* **Exercise task**:
Turn every line of the entries below into a JSON list of strings, one string per line, skipping blank lines. Leave the pictures out.

* **Records shown**:
══════════

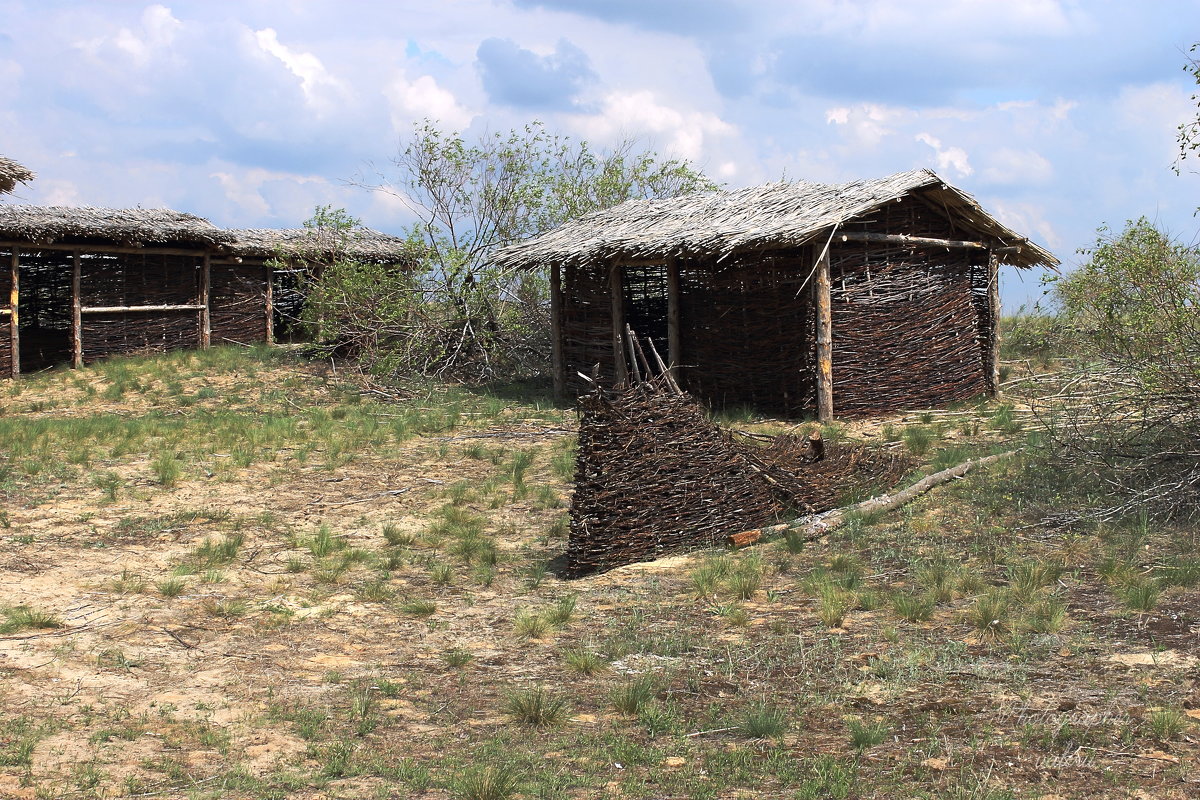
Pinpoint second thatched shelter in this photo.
[0,205,412,377]
[494,169,1058,419]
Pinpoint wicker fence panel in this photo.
[566,385,782,576]
[0,249,12,378]
[209,264,266,344]
[565,378,910,576]
[562,265,614,392]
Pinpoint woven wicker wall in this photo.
[829,203,989,416]
[79,253,203,363]
[679,248,816,416]
[563,265,619,392]
[5,251,72,372]
[0,260,12,378]
[209,264,266,344]
[563,199,992,416]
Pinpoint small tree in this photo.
[1052,218,1200,517]
[348,120,716,381]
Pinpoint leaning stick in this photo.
[727,450,1018,547]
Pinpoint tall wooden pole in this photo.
[263,264,275,344]
[814,247,833,422]
[667,258,683,381]
[550,263,566,399]
[8,247,20,378]
[608,260,629,386]
[198,253,212,350]
[71,249,83,369]
[986,252,1000,397]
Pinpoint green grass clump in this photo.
[442,648,475,668]
[155,578,187,597]
[150,450,184,489]
[454,764,521,800]
[545,595,575,627]
[1117,578,1162,613]
[726,555,763,600]
[892,591,934,622]
[608,675,655,716]
[504,686,571,728]
[817,584,856,627]
[1146,709,1188,741]
[191,531,246,570]
[400,600,438,616]
[846,720,892,751]
[690,553,733,599]
[0,606,62,633]
[738,703,787,739]
[512,608,553,639]
[563,646,608,675]
[967,591,1014,637]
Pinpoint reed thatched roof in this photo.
[0,156,34,194]
[492,169,1058,267]
[226,228,418,264]
[0,205,233,247]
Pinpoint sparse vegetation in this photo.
[0,351,1200,800]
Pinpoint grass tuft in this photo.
[504,686,571,728]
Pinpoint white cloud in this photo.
[209,164,330,224]
[984,201,1062,251]
[826,103,904,149]
[77,5,184,68]
[383,71,475,132]
[916,133,974,178]
[254,28,344,106]
[982,148,1054,186]
[575,90,737,161]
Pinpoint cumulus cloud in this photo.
[384,71,475,131]
[826,103,904,148]
[916,133,974,178]
[985,200,1063,249]
[77,5,184,68]
[516,0,754,34]
[254,28,344,107]
[980,148,1054,186]
[566,91,737,161]
[476,38,596,110]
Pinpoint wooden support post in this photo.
[667,258,683,381]
[608,260,629,386]
[197,253,212,350]
[814,247,833,422]
[8,247,20,378]
[550,261,566,399]
[263,264,275,344]
[985,251,1000,397]
[71,249,83,369]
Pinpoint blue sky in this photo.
[0,0,1200,307]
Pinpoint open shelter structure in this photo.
[222,227,420,342]
[0,205,412,377]
[493,169,1058,420]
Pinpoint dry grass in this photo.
[0,351,1200,800]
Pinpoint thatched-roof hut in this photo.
[223,228,420,342]
[0,205,412,375]
[494,169,1058,419]
[0,156,35,194]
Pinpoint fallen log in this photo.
[727,450,1018,547]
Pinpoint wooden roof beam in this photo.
[836,230,988,249]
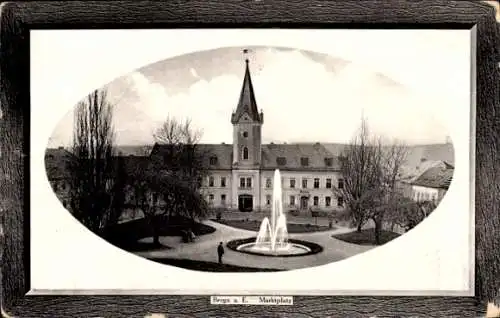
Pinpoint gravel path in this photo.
[135,221,374,269]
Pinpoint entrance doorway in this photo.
[300,196,309,210]
[238,194,253,212]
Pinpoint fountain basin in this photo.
[227,237,323,257]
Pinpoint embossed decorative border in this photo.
[0,0,500,317]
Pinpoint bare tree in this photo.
[334,119,408,244]
[334,119,383,232]
[153,116,208,216]
[68,90,114,232]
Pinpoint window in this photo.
[337,197,344,206]
[266,194,271,205]
[266,178,271,189]
[326,178,332,189]
[276,157,286,166]
[325,197,332,206]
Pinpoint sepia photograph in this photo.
[0,0,500,317]
[32,30,473,294]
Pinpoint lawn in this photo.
[332,229,400,245]
[148,258,281,272]
[103,217,215,252]
[212,219,336,233]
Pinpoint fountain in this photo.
[236,169,311,256]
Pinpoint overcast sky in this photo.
[49,31,470,147]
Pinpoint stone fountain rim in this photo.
[226,236,323,257]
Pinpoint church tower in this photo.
[231,50,264,169]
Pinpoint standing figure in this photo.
[217,242,224,264]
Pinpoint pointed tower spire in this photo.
[231,49,262,124]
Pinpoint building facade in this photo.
[152,60,344,211]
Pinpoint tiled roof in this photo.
[152,143,339,170]
[412,163,455,190]
[262,143,339,171]
[197,144,233,170]
[405,143,455,169]
[151,144,233,170]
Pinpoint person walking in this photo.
[217,242,224,264]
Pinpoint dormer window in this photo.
[210,156,217,166]
[276,157,286,166]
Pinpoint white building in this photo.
[151,60,343,211]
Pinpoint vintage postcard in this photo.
[30,29,475,301]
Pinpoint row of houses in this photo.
[46,59,453,216]
[45,145,454,212]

══════════

* **Result**:
[
  "Pinpoint second thatched shelter in this photo.",
  "[0,205,412,377]",
  "[494,169,1058,419]",
  "Pinpoint wicker fence panel in this photo.",
  "[566,385,782,576]",
  "[0,249,12,378]",
  "[209,264,266,344]",
  "[565,378,910,576]",
  "[562,265,614,392]",
  "Pinpoint woven wicker wall in this photo.",
  "[829,203,989,416]",
  "[79,253,203,363]",
  "[679,248,816,416]",
  "[563,265,619,392]",
  "[5,251,72,372]",
  "[0,260,12,378]",
  "[209,264,266,344]",
  "[563,199,992,416]",
  "Pinpoint small tree in this photo.",
  "[1052,218,1200,517]",
  "[348,120,716,381]",
  "Pinpoint leaning stick in this photo.",
  "[727,450,1018,547]",
  "Pinpoint tall wooden pole in this photo.",
  "[263,264,275,344]",
  "[814,247,833,422]",
  "[667,258,683,381]",
  "[550,263,566,399]",
  "[8,247,20,378]",
  "[608,260,629,386]",
  "[198,253,212,350]",
  "[71,249,83,369]",
  "[986,252,1000,397]",
  "Pinpoint green grass clump in this photo.",
  "[442,648,475,668]",
  "[155,578,187,597]",
  "[150,450,184,489]",
  "[454,764,521,800]",
  "[545,595,575,627]",
  "[1117,578,1162,613]",
  "[726,555,763,600]",
  "[892,591,934,622]",
  "[608,675,655,716]",
  "[504,686,571,728]",
  "[817,584,856,627]",
  "[1146,709,1188,741]",
  "[191,531,246,570]",
  "[400,600,438,616]",
  "[846,720,892,751]",
  "[690,553,733,599]",
  "[0,606,62,633]",
  "[738,703,787,739]",
  "[512,608,553,639]",
  "[563,646,608,675]",
  "[967,591,1014,637]",
  "Pinpoint reed thatched roof in this photo.",
  "[0,156,34,194]",
  "[492,169,1058,267]",
  "[226,228,418,264]",
  "[0,205,233,247]",
  "Pinpoint sparse vegetation in this photo.",
  "[0,351,1200,800]",
  "Pinpoint grass tuft in this photo.",
  "[504,686,571,728]",
  "Pinpoint white cloud in this photo.",
  "[209,164,330,224]",
  "[984,201,1062,251]",
  "[826,103,904,149]",
  "[77,5,184,68]",
  "[383,71,475,132]",
  "[916,133,974,178]",
  "[254,28,344,106]",
  "[982,148,1054,186]",
  "[575,90,737,161]",
  "Pinpoint cumulus cloud in this photo.",
  "[384,71,475,131]",
  "[826,103,904,148]",
  "[916,133,974,178]",
  "[985,200,1063,249]",
  "[77,5,184,68]",
  "[516,0,754,34]",
  "[254,28,344,107]",
  "[980,148,1054,186]",
  "[566,91,737,161]",
  "[476,38,596,110]",
  "Pinpoint wooden support post in this photo.",
  "[667,258,683,381]",
  "[608,260,629,386]",
  "[197,253,212,350]",
  "[814,247,833,422]",
  "[8,247,20,378]",
  "[550,261,566,399]",
  "[263,264,275,344]",
  "[985,251,1000,397]",
  "[71,249,83,369]",
  "Pinpoint blue sky in this photo.",
  "[0,0,1200,307]",
  "Pinpoint open shelter structure in this photo.",
  "[222,227,420,342]",
  "[0,205,412,377]",
  "[493,169,1058,420]",
  "Pinpoint dry grass in this photo.",
  "[0,351,1200,800]",
  "Pinpoint thatched-roof hut in this photo.",
  "[223,228,420,342]",
  "[0,205,412,375]",
  "[494,169,1058,419]",
  "[0,156,35,194]",
  "Pinpoint fallen log in this photo.",
  "[727,450,1018,547]",
  "Pinpoint wooden roof beam in this photo.",
  "[836,230,988,249]",
  "Pinpoint gravel path in this photo.",
  "[135,221,374,269]",
  "Pinpoint entrance doorway in this photo.",
  "[300,196,309,210]",
  "[238,194,253,212]",
  "Pinpoint fountain basin in this photo.",
  "[227,237,323,257]",
  "Pinpoint embossed decorative border in this photo.",
  "[0,0,500,317]",
  "Pinpoint bare tree in this photo.",
  "[334,119,408,244]",
  "[334,119,383,232]",
  "[153,116,208,216]",
  "[68,90,114,232]",
  "Pinpoint window in this photo.",
  "[337,197,344,206]",
  "[266,194,271,205]",
  "[266,178,271,189]",
  "[326,178,332,189]",
  "[276,157,286,166]",
  "[325,197,332,206]",
  "Pinpoint sepia photograph in this photo.",
  "[0,0,500,317]",
  "[32,30,473,294]",
  "Pinpoint lawn in this photo.",
  "[332,229,400,245]",
  "[148,258,281,272]",
  "[103,217,215,252]",
  "[212,219,336,233]",
  "Pinpoint fountain in this photo.",
  "[236,169,311,256]",
  "Pinpoint overcast sky in this photo.",
  "[49,31,470,147]",
  "Pinpoint stone fountain rim in this photo.",
  "[226,236,323,257]",
  "Pinpoint church tower in this photo.",
  "[231,50,264,169]",
  "Pinpoint standing figure in this photo.",
  "[217,242,224,264]",
  "Pinpoint pointed tower spire in this photo.",
  "[231,49,262,124]",
  "Pinpoint building facade in this photo.",
  "[152,60,344,211]",
  "Pinpoint tiled roof in this photo.",
  "[152,143,339,170]",
  "[412,163,455,190]",
  "[262,143,339,171]",
  "[197,144,233,170]",
  "[405,143,455,169]",
  "[151,144,233,170]",
  "Pinpoint person walking in this photo.",
  "[217,242,224,264]",
  "Pinpoint dormer window in this photo.",
  "[210,156,217,166]",
  "[276,157,286,166]",
  "Pinpoint white building in this photo.",
  "[151,60,343,211]",
  "Pinpoint vintage postcard in this photo.",
  "[30,29,475,301]",
  "Pinpoint row of houses in this photo.",
  "[46,59,453,216]",
  "[45,145,454,212]"
]